* _Selected excerpt_:
Bahrain - Tajikistan BIT (2014)

Title

AGREEMENT BETWEEN THE GOVERNMENT OF THE KINGDOM OF BAHRAIN AND THE GOVERNMENT OF THE REPUBLIC OF TAJIKISTAN FOR THE PROMOTION AND PROTECTION OF INVESTMENTS

Preamble

The Government of the Kingdom of Bahrain, and the Government of the Republic of Tajikistan hereinafter referred to as the Contracting Parties;

Desiring to create favourable conditions for greater investment by nationals and companies of one Contracting Party in the territory of the other Contracting Party;

Recognizing that the encouragement and reciprocal protection of such investments by an international agreement will be conducive to the stimulation of individual business initiatives and will increase prosperity in both States;

Have agreed as follows;

Body

Article 1. Definitions

1.1 For the purposes of this Agreement:

(a) The terms Contracting Party and the other Contracting Party, shall mean the Kingdom of Bahrain or the Republic of Tajikistan as the case may be.

(b) "investments" means every kind of asset u ilised by investors of one Contracting Party as investments in accordance with the laws and regulations of the Contracting Party accepting the investment in its territory and in particular, though not exclusively, includes:

(i) movable and immovable property and any other property rights such as mortgages, liens or pledges and any other similar rights as defined in accordance with the laws and regulations of the Contracting Party in whose territory the property is situated;

(ii) shares in and stock and debentures of a company and any other form of participation in a company;

(iii) claims to money or to any performance under contracts having a financial value;

(iv) intellectual property rights, goodwill, technical processes and know-how;

(v) business concessions conferred by law or under contract, including concessions to search for, cultivate, extract or exploit natural resources;

(c) "income from debt claims" means income from debt-claims of every kind, whether or not secured by mortgage and whether or not carrying a right to participate in the debtor's profits, and in particular, income from government securities and income from bonds or debentures, including premiums and prizes attaching to such securities, bonds or debentures.

[Data extracted from a collection]

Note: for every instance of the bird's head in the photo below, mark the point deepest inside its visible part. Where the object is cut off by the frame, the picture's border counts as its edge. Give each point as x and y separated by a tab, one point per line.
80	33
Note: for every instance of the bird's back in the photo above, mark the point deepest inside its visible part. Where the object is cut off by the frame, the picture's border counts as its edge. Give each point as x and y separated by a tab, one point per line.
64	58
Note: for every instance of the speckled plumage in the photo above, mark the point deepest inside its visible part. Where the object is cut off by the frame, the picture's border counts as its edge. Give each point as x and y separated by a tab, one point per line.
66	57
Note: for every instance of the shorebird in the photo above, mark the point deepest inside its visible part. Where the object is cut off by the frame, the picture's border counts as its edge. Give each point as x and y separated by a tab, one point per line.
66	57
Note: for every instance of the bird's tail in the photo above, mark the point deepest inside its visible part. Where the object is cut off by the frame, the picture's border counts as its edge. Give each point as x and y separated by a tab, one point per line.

* _Task set_:
**A.** Please summarize the Bahrain-Tajikistan investment agreement in two sentences.
**B.** Answer these questions from the Bahrain-Tajikistan investment agreement:
(i) Which two countries are referred to as the Contracting Parties?
(ii) According to the preamble, what will the encouragement and reciprocal protection of investments increase in both States?
(iii) Which concessions involving natural resources does the definition of business concessions include?

* _Task responses_:
**A.** The governments of Bahrain and Tajikistan enter the agreement to create favorable conditions for greater investment by each party's nationals and companies in the other's territory, recognizing that encouraging and protecting such investments will stimulate business initiatives and increase prosperity in both states. Its definitions identify the Contracting Parties, define "investments" as every kind of asset used by investors of one party under the host party's laws, including property, company shares, monetary claims, intellectual property and business concessions, and define "income from debt claims."

**B.**
(i) The Kingdom of Bahrain and the Republic of Tajikistan.
(ii) Prosperity.
(iii) Concessions to search for, cultivate, extract or exploit natural resources.